◆ Problem requirements
Which lines of the records below contain the word "provide"? Show each one.

◆ Task material
+ + + +

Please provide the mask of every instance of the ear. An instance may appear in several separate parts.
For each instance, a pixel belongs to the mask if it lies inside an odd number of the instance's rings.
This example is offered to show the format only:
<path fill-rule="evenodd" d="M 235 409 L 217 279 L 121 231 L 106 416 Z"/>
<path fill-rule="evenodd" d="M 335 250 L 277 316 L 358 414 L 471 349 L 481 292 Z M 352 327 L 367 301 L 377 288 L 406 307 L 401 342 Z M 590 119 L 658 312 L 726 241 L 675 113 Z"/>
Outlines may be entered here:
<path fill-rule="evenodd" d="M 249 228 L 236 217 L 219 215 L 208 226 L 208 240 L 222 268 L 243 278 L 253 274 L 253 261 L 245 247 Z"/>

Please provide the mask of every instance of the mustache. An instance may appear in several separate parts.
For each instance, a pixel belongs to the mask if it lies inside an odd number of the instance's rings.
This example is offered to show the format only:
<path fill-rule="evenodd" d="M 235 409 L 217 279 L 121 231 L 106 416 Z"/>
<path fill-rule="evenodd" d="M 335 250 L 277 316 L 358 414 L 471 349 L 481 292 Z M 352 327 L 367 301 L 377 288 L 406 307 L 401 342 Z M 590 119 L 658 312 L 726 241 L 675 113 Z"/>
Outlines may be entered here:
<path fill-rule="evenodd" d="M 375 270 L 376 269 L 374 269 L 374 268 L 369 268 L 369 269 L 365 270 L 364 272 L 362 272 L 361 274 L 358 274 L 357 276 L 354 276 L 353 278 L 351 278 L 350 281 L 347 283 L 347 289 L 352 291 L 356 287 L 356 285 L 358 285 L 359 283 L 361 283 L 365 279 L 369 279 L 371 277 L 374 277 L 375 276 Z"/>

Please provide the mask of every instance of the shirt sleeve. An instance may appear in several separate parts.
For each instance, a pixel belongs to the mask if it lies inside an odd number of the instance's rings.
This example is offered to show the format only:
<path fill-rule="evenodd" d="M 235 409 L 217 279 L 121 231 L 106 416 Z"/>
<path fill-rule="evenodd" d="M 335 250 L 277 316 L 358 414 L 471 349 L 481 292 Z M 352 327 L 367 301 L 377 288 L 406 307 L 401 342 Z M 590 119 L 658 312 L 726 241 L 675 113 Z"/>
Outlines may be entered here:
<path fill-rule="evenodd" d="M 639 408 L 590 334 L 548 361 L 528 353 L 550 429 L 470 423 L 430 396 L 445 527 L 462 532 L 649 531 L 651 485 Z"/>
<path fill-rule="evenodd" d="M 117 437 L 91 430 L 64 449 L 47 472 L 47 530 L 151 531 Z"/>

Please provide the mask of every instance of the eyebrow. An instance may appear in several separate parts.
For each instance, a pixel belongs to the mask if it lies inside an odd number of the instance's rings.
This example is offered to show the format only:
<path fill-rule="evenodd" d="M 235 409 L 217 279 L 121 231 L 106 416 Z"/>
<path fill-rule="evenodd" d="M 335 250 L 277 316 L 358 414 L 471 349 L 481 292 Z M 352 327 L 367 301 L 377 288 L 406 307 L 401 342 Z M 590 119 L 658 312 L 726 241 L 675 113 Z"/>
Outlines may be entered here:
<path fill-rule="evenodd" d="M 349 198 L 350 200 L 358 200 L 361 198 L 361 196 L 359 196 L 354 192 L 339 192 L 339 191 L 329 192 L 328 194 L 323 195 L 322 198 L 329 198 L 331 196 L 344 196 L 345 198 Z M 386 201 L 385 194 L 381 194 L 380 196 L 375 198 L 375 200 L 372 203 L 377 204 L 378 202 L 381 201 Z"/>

+ + + +

◆ Completed task
Please provide the mask of every instance of the ear. An instance may appear in several separate parts.
Please provide the mask of every instance of the mustache. An instance may appear in several separate parts.
Please provide the mask of every instance of the shirt sleeve. An instance may appear in several separate parts.
Please provide the mask of every instance of the eyebrow. An instance may appear in several separate parts.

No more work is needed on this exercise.